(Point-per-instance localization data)
------------------------------------------------

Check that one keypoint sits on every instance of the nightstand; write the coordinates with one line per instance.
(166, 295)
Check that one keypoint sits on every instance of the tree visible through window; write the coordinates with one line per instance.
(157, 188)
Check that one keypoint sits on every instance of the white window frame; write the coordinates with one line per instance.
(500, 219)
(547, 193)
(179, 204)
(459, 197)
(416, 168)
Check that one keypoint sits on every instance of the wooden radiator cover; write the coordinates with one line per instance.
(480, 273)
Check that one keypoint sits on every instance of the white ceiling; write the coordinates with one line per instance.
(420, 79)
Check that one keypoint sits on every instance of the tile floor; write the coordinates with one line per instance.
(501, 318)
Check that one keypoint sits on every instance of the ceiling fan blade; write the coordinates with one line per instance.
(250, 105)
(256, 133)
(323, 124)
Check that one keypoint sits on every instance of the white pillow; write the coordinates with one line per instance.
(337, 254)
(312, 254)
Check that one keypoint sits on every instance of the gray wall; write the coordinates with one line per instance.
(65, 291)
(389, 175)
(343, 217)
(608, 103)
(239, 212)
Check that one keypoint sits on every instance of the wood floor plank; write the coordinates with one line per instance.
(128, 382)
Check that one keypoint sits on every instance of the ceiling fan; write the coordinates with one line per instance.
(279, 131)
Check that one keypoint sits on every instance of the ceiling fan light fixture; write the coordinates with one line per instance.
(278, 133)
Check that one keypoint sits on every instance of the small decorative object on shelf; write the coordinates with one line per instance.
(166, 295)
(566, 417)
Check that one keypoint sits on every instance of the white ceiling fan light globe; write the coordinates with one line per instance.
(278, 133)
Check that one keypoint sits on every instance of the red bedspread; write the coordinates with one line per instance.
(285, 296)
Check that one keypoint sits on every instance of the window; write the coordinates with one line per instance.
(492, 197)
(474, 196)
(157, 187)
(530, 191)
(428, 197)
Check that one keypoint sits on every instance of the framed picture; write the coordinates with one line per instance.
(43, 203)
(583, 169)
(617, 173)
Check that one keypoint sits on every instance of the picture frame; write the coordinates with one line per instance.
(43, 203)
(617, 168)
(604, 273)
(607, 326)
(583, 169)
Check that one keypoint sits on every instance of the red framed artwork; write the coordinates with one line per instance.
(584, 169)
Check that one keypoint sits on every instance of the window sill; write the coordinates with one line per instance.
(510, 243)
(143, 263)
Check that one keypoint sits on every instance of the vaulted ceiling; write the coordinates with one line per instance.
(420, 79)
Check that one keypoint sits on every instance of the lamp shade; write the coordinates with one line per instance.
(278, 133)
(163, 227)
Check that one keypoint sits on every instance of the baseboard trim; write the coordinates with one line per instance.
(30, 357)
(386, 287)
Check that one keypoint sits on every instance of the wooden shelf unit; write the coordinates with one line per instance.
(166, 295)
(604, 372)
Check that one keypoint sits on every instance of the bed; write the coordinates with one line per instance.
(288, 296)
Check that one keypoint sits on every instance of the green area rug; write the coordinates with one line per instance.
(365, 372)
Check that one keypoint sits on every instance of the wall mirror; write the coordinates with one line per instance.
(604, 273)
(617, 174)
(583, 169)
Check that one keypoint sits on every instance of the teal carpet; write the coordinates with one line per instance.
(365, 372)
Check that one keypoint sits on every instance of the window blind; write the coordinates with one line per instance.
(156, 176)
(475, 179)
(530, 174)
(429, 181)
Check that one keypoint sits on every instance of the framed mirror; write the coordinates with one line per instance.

------------------------------------------------

Copy each record from above exactly, and include every line.

Check that one keypoint sits on every instance of the nightstand; write the coordinates with one line per instance.
(166, 295)
Check that one keypoint sits on every instance of the tree visible through window; write the coordinates with one line per instance.
(157, 188)
Check that one keypoint sits on every instance of the white window frame; write the coordinates with one line per instance.
(500, 219)
(547, 193)
(179, 204)
(459, 197)
(416, 168)
Check that one keypoint sits on every instance of the wooden radiator cover; write the coordinates with one line per instance.
(480, 273)
Check that one keypoint sits on every instance of the white ceiling; write the coordinates with one line per instance.
(420, 79)
Check that one keypoint sits on every instance of the tile floor; write the coordinates with one line per instance.
(501, 318)
Check that one keypoint sits on every instance of the ceiling fan blade; write the coordinates with one line per instance.
(250, 105)
(256, 133)
(323, 124)
Check that one keypoint sits on every instance of the white pillow; write the coordinates with one line per instance.
(337, 254)
(312, 254)
Check that one keypoint sits on every instance of the gray wall; write the coordinates with one line per instance.
(65, 291)
(389, 175)
(343, 217)
(608, 103)
(239, 212)
Check that one keypoint sits on every instance of the wood floor plank; write the coordinates with one line per instance.
(128, 382)
Check that one keypoint sits on every instance of the ceiling fan; write the coordinates with one line per instance.
(279, 131)
Check that one keypoint sits on every instance of the ceiling fan light fixture; write the coordinates with one line per instance.
(278, 133)
Check that one keypoint sits on every instance of the small decorative object on shelf; write the coordinates with one line per instance.
(166, 295)
(566, 417)
Check that one keypoint sits on every instance of the white ceiling fan light globe; write the coordinates with one line per instance.
(278, 133)
Check that one keypoint sits on every instance of the red bedspread; write the coordinates with one line per instance.
(285, 296)
Check that one keypoint sits on every instance of the window; write the coordinates with one line per instance.
(492, 197)
(474, 196)
(157, 187)
(530, 191)
(428, 197)
Check that one keypoint sits on every instance of the framed picture; write the coordinates with one line per instance.
(43, 203)
(583, 169)
(617, 173)
Check that one keypoint sits on every instance of the picture frame; write the coordinates with one line per instance.
(43, 203)
(617, 168)
(604, 273)
(607, 326)
(583, 169)
Check that one keypoint sits on every instance of the red framed artwork; write the coordinates with one line per instance.
(584, 169)
Check that one keypoint sits on every instance of the window sill; write the coordinates with one line per instance.
(510, 243)
(143, 263)
Check that one keypoint sits on every instance of the vaulted ceiling; write the coordinates with one line per instance.
(420, 79)
Check that one keypoint sits on every instance of the lamp shade; write the coordinates with one line per instance.
(278, 133)
(163, 227)
Check that one keypoint sits on every instance of the baseboard trim; write the coordinates with one line per instance.
(30, 357)
(386, 287)
Check that one keypoint sits on every instance of the wooden shelf unit; write the coordinates with one line per instance.
(166, 295)
(604, 372)
Check that one keypoint sits on every instance of the bed; write the coordinates with one line per instance.
(288, 296)
Check that one keypoint sits on every instance of the green area rug; write the coordinates with one line per instance.
(365, 372)
Check that one keypoint sits on every instance of the wall mirror; write the coordinates with one line per instance.
(604, 273)
(617, 174)
(583, 169)
Check that one keypoint sits on every instance of the teal carpet; write the coordinates with one line per instance.
(365, 372)
Check that one keypoint sits on every instance of the window blind; write the coordinates with one line per instance.
(156, 176)
(475, 179)
(530, 174)
(429, 181)
Check that one keypoint sits on every instance of the framed mirror; write the coordinates with one line per instance.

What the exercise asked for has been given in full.